Collect every line in the records below that contains the word "dark", and copy each of those lines in full.

☆ ☆ ☆

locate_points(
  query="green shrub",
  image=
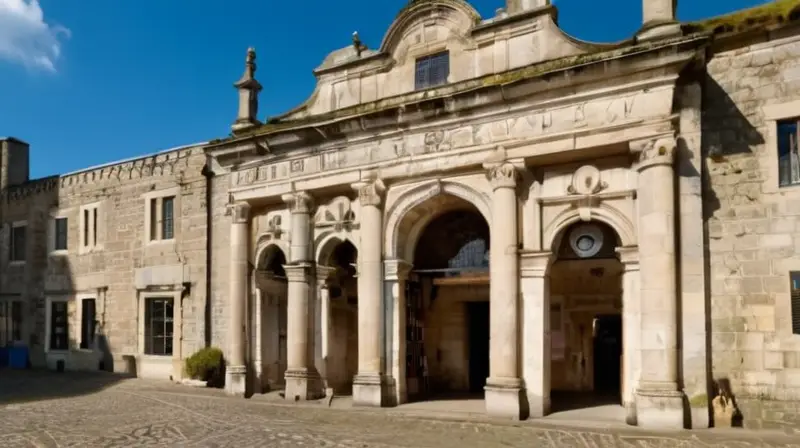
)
(206, 364)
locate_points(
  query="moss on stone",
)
(699, 401)
(773, 13)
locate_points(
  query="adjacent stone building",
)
(476, 205)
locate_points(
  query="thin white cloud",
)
(25, 37)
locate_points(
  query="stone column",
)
(369, 383)
(631, 329)
(536, 358)
(236, 371)
(504, 386)
(659, 403)
(302, 379)
(396, 275)
(323, 329)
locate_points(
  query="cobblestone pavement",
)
(70, 410)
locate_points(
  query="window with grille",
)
(60, 234)
(788, 155)
(158, 326)
(432, 70)
(795, 297)
(88, 319)
(59, 326)
(10, 322)
(18, 242)
(162, 218)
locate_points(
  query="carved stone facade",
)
(555, 216)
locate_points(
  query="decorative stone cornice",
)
(535, 264)
(629, 257)
(240, 212)
(324, 274)
(370, 193)
(654, 152)
(395, 270)
(298, 272)
(299, 202)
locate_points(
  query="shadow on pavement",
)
(24, 386)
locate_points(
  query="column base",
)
(659, 409)
(236, 380)
(504, 399)
(538, 406)
(369, 390)
(303, 385)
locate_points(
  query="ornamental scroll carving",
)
(370, 193)
(299, 202)
(503, 175)
(654, 152)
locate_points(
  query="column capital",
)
(299, 202)
(240, 212)
(396, 269)
(370, 193)
(298, 272)
(324, 274)
(654, 152)
(629, 257)
(534, 264)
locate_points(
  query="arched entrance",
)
(447, 302)
(341, 365)
(586, 324)
(270, 316)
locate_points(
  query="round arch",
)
(404, 226)
(326, 243)
(607, 215)
(264, 246)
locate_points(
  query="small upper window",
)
(795, 298)
(432, 70)
(788, 156)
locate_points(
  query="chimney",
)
(14, 162)
(518, 6)
(249, 89)
(659, 20)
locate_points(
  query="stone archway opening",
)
(342, 363)
(270, 315)
(586, 325)
(447, 302)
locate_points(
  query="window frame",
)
(49, 322)
(11, 330)
(12, 246)
(426, 82)
(155, 225)
(90, 328)
(90, 223)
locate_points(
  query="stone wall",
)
(752, 225)
(122, 263)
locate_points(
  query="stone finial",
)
(517, 6)
(658, 20)
(248, 88)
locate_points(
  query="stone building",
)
(476, 205)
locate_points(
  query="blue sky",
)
(92, 81)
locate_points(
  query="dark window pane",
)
(167, 221)
(788, 157)
(18, 243)
(60, 234)
(432, 70)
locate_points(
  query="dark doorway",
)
(608, 355)
(478, 329)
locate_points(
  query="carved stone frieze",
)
(586, 181)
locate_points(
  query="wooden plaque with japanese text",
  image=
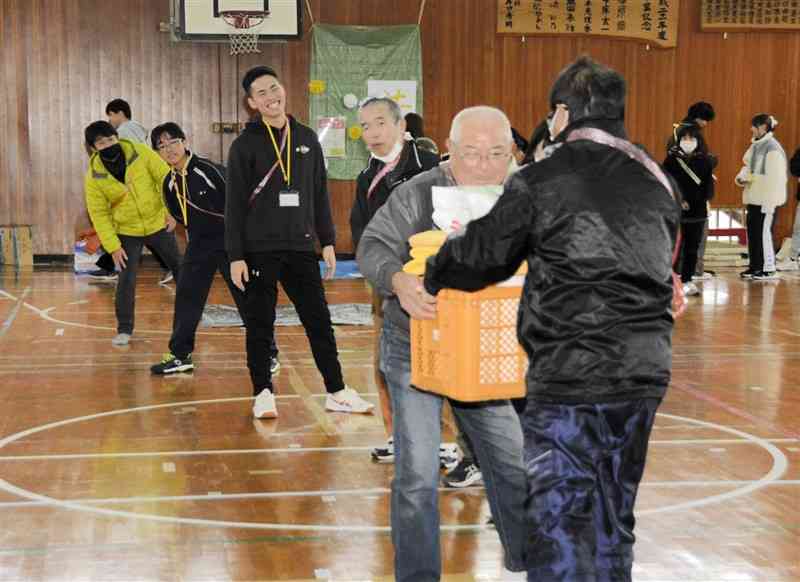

☆ ☆ ☆

• **RESULT OF THE EXERCISE**
  query="dark window pane",
  query="dark doorway",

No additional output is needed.